Document segment -
----

Almost two thirds of all eligible voters did not vote in the 2014 congressional elections . A majority of Americans agree that public affairs are going badly, and that politicians are not trustworthy . There are virtually no well known politicians who are not greatly distrusted by substantial numbers, usually by majorities, of the population. There are no undisputed, highly regarded leaders of either major party. Nowadays, the winner of an election is usually a bad candidate, whose principal opponent is considered by most voters to be even worse. What accounts for this dismal situation?
Many decent, well meaning, intelligent, educated people, hold various invalid, or harmful, or irrational beliefs. They often vote for candidates whose behavior in office is inconsistent with their own views. Why?
It isn't that people are stupid, or uneducated, or mean, or corrupt. Most ordinary people not in politics, are decent, and intelligent enough so that, if reasonably informed, they are likely to arrive at valid conclusions with respect to public affairs. But, in practice, a majority of people seem unable to act intelligently in the realm of politics, even when their goals are sensible and benign.
It is quite common to find intelligent, honest, well intentioned people disagreeing with one another on their election day choices. Since they can't all be right, it follows that many good people pull the wrong levers (archaic language; they are putting X's in the wrong boxes, or pushing the wrong buttons).
One fundamental problem is that, in the area of human relations, there are no precise, objective, means for determining what is the "best" course of action. This is very different from the fields of science and technology, where there are well established, effective, methods and traditions for evaluating ideas. These work very well, tho there are rare cases where errors remain undetected for considerable periods of time. The field where filtering out errors is most effective is mathematics, where there are precise methods for determining the validity of assertions. (There are, however, mathematical problems with no known solutions.)
That does not mean that there is no such thing as right or wrong with respect to morality. Over the ages, philosophers have clearly established, for example, that, with minimal exceptions, truth telling is important in human relations. It is obviously essential for progress in science and technology. There is wide agreement about the importance of certain kinds of behavior in promoting amicable relations among people. Dishonesty, selfishness, cruelty, greed, are generally understood to be incompatible with amicable relations among people.

----

Required work -
a: In the essay on American politics, what share of eligible voters did not vote in the 2014 congressional elections?
b: Take the essay on American politics further, picking up right after its final sentence.
The items that come next have no connection to the essay on American politics.

Recorded information -
----

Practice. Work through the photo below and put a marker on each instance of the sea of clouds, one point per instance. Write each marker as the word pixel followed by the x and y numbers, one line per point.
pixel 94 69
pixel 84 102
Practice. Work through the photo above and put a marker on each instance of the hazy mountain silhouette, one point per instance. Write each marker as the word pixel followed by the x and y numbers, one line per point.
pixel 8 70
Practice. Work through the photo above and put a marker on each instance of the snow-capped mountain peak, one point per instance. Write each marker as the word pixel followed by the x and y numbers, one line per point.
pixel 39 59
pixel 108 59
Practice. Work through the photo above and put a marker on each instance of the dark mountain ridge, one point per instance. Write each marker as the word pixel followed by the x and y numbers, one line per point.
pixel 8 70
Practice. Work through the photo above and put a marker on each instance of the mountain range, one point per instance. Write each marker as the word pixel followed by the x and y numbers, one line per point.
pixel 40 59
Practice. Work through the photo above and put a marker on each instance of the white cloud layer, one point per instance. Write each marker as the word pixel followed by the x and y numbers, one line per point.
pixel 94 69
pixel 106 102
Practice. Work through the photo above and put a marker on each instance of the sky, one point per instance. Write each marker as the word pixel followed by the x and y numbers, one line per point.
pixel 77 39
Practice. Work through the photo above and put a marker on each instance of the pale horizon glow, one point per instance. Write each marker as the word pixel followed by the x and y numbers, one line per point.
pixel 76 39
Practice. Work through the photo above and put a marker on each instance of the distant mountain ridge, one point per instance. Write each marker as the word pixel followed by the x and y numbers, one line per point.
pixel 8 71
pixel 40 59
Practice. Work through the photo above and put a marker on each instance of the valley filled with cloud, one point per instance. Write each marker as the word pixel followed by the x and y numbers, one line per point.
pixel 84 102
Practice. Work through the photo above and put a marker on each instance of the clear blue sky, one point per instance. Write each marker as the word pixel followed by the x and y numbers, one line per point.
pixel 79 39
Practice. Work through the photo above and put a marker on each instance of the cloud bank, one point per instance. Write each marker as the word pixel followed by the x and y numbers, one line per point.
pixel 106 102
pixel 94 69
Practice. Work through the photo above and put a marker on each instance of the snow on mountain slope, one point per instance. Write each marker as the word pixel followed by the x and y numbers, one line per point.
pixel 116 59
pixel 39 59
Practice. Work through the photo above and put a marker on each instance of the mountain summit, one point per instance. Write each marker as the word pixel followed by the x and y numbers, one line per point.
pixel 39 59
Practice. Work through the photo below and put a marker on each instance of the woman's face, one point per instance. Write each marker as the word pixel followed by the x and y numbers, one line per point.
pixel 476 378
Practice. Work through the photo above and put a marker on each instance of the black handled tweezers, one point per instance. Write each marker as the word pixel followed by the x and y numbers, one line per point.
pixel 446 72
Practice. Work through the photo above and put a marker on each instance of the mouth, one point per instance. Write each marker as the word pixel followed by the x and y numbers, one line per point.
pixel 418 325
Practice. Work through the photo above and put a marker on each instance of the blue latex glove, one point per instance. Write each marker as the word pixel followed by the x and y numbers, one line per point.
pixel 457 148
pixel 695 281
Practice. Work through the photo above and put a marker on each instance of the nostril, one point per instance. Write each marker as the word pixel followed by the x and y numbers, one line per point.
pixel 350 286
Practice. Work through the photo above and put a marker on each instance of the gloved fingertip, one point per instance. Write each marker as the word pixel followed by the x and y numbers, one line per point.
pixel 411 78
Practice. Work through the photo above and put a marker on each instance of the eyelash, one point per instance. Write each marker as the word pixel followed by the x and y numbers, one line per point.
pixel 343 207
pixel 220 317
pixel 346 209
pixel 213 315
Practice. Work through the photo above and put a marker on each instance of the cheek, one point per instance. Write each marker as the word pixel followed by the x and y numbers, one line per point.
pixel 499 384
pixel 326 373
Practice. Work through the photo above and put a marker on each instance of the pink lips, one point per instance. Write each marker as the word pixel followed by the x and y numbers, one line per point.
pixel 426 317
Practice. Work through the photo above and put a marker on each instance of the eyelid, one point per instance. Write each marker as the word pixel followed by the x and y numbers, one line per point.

----

Written responses -
a: Almost two thirds.

b:
While most people are generally decent, there are, unfortunately, some nasty people around, including some who are cruel, greedy, selfish, dishonest. Sadly, a disproportionately large number of politicians are power hungry, greedy, dishonest, and often gutless.
We need to distinguish between disagreements over principles and goals, versus disagreements over strategy and tactics for achieving these goals. I suspect that there is much more agreement about basic principles, and less agreement about application of these principles to particular issues. And still less agreement about strategy and tactics. People may fall into different categories with respect to attitude toward risk, willingness to compromise, and patience, which may lead to differing willingness to support various policies or candidates.
One factor greatly influencing people's views is their family backgrounds. Most people tend to take positions similar to those of their parents (tho there are many exceptions who, for better or worse, take different paths). Once on a certain political path, perhaps due to family factors, people tend to stay there, since they usually listen to and talk to, and read material produced by, people with views similar to their own.
Another basic problem is a lack of high quality, publicly available information about, and intelligent public discussions of, controversial issues. The most common sources of information on current events and politics are TV and, to a lesser extent, print media. Both are almost aways badly biased, mainly serving the interests of the very small, wealthy minority who control them. There are few, if any, intellectually honest commentators on TV. The print media are almost as bad. On the internet there are some decent commentators and sources of information (along with a lot of nonsense). So most people are ill informed, and insufficiently exposed to sensible arguments in the realm of politics.
The difficulty in getting decent people elected is further exacerbated by three characteristics of our election system. One is the increasingly dominant role of money. Without access to large sums of money, victory in any meaningful election, is seldom achievable . This is one of the ways in which the wealthy exert grossly disproportionate influence.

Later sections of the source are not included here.